— START STORED DATA —

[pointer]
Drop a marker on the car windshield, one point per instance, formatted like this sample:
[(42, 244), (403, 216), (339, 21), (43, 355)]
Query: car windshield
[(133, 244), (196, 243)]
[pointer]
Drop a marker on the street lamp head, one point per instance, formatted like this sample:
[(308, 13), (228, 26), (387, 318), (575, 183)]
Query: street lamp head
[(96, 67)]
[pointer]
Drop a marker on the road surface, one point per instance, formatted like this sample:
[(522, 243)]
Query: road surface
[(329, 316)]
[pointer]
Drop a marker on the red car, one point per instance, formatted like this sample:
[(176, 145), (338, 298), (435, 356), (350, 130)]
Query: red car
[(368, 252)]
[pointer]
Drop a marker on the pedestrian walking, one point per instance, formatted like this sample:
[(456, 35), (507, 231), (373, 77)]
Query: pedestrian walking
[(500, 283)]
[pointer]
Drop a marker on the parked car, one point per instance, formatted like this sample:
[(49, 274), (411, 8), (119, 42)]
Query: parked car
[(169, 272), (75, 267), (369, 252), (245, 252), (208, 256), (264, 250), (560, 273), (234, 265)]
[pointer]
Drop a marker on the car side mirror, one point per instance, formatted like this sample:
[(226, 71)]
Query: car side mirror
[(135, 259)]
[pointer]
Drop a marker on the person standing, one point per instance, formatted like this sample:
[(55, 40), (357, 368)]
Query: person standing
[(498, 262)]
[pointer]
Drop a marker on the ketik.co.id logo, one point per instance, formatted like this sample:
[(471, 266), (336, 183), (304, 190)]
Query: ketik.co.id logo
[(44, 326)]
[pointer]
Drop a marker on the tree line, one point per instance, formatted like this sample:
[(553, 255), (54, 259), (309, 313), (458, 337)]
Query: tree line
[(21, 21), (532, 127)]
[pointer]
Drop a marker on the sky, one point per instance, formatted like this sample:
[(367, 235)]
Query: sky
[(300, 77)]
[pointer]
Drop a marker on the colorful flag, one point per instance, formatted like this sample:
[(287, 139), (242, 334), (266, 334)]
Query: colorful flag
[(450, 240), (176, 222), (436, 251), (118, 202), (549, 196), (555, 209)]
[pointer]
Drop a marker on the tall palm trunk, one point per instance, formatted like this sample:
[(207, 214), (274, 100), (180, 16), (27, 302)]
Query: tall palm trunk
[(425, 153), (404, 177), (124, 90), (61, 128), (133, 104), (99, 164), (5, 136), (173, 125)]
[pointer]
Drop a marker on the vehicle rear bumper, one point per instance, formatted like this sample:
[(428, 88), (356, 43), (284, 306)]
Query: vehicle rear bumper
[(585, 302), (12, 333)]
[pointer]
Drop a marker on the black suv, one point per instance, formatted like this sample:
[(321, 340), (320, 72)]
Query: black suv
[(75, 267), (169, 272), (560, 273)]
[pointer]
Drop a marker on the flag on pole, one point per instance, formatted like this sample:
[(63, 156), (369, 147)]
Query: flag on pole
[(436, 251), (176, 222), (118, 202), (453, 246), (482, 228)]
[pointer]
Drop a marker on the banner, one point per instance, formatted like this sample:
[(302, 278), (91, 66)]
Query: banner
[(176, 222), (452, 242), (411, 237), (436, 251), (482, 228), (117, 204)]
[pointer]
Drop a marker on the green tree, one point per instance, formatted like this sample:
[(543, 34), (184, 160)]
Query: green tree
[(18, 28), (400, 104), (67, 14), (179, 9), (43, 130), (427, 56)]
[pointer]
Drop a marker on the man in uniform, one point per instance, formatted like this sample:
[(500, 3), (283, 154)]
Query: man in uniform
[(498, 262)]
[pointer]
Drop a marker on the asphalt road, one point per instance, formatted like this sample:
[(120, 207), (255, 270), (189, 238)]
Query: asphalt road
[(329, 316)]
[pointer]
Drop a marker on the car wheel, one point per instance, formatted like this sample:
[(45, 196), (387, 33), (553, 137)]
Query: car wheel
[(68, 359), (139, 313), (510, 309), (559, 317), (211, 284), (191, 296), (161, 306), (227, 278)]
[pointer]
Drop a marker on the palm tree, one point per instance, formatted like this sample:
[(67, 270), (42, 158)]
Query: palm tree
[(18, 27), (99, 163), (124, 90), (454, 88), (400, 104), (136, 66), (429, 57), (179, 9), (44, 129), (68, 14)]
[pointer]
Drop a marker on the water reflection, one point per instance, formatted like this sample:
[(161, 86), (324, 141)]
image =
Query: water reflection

— END STORED DATA —

» **PROBLEM DETAILS**: Reproduce every line of the data verbatim.

» **CORRECT OUTPUT**:
[pointer]
Drop a marker on the car windshield, one point per instance, formatted like this sample:
[(42, 244), (403, 216), (339, 21), (43, 355)]
Query: car windshield
[(133, 244), (196, 243)]
[pointer]
Drop a marker on the street lamp head, one point per instance, formatted like this sample:
[(308, 13), (228, 26), (387, 318), (575, 183)]
Query: street lamp head
[(96, 67)]
[pointer]
Drop a marker on the road surface, one point per instance, formatted like this sample:
[(522, 243)]
Query: road surface
[(329, 316)]
[pointer]
Drop a marker on the red car, one point per instance, formatted like this sample:
[(176, 145), (338, 298), (435, 356), (350, 130)]
Query: red car
[(368, 252)]
[pointer]
Drop a marker on the pedestrian walking, one point per instance, formatted like this sample:
[(456, 35), (507, 231), (373, 77)]
Query: pedestrian walking
[(500, 283)]
[pointer]
Drop a marker on the parked car, one point per instance, formatted like this sample:
[(49, 274), (411, 8), (119, 42)]
Query: parked car
[(169, 272), (75, 267), (369, 252), (245, 252), (208, 256), (264, 250), (560, 273), (234, 265)]
[pointer]
Drop a marker on the car side mirror, one point per instance, formatted like this sample:
[(226, 71)]
Query: car side mirror
[(135, 259)]
[pointer]
Drop a marker on the person standing, one point per instance, formatted like this sample:
[(55, 40), (357, 368)]
Query: person standing
[(498, 262)]
[pointer]
Drop a marker on the ketik.co.id logo, one point per instance, formatted like this sample:
[(471, 266), (336, 183), (304, 190)]
Query: ketik.co.id logo
[(44, 326)]
[pointer]
Drop a marker on the tree line, one point per instance, formatted like this sample:
[(553, 255), (54, 259), (309, 313), (458, 337)]
Query: tree line
[(21, 21), (532, 127)]
[pointer]
Drop a marker on the sky, one point per instance, formatted like this sample:
[(367, 235)]
Query: sky
[(300, 77)]
[pointer]
Drop a marker on the colorful flag, one point per instance, formatted like this sample:
[(287, 139), (242, 334), (266, 334)]
Query: colorful flag
[(450, 240), (176, 222), (436, 251), (118, 202), (549, 196), (555, 209)]
[pointer]
Drop a marker on the tall palm trunk, one point per instance, formatted like this sample:
[(207, 214), (274, 100), (180, 16), (27, 302)]
Query: tall palm trunk
[(425, 153), (404, 177), (124, 90), (61, 128), (133, 104), (99, 164), (5, 136), (173, 125)]
[pointer]
Drop a marker on the vehicle rear bumper, one point per instance, formatted like this sample:
[(428, 88), (356, 43), (284, 306)]
Query: vehicle rear bumper
[(585, 302), (12, 333)]
[pointer]
Drop a marker on the black suv, one point per instance, formatted like this sample:
[(321, 340), (320, 72)]
Query: black suv
[(75, 267), (169, 272), (560, 273)]
[pointer]
Drop a marker on the flag on pole, one point per instance, formatted like this sample:
[(63, 156), (369, 147)]
Query: flag on pole
[(436, 251), (176, 222), (118, 202), (453, 246), (482, 228)]
[pointer]
Drop a marker on the banner, one point per instance, formatted like this sample:
[(302, 278), (91, 66)]
Query: banner
[(176, 222), (452, 242), (411, 237), (436, 251), (482, 228), (117, 204)]
[pointer]
Drop a marker on the green tree, one point per instance, formatted like this sample:
[(543, 34), (184, 160)]
Query: green tree
[(18, 28), (400, 104), (67, 14), (179, 9), (43, 130), (427, 56)]
[pointer]
Drop a marker on the man in uniform, one point per instance, formatted like this sample:
[(500, 3), (283, 154)]
Query: man in uniform
[(498, 262)]
[pointer]
Drop a marker on the asphalt road, one point per instance, formatted like this sample:
[(120, 207), (255, 270), (189, 238)]
Query: asphalt road
[(329, 316)]
[pointer]
Drop a marker on the car wheel, one point per instance, formatted like this sample:
[(45, 196), (387, 33), (553, 137)]
Query: car wheel
[(68, 359), (139, 313), (510, 309), (559, 317), (211, 284), (191, 296), (161, 306), (227, 278)]
[pointer]
Drop a marker on the palm tree, one point per instance, formatted like this sample:
[(67, 270), (42, 158)]
Query: palm tree
[(18, 27), (99, 163), (124, 90), (454, 88), (400, 104), (136, 66), (429, 57), (179, 9), (44, 129), (68, 14)]
[pointer]
Drop a marker on the water reflection, one point per instance, formatted like this sample:
[(161, 86), (324, 141)]
image =
Query: water reflection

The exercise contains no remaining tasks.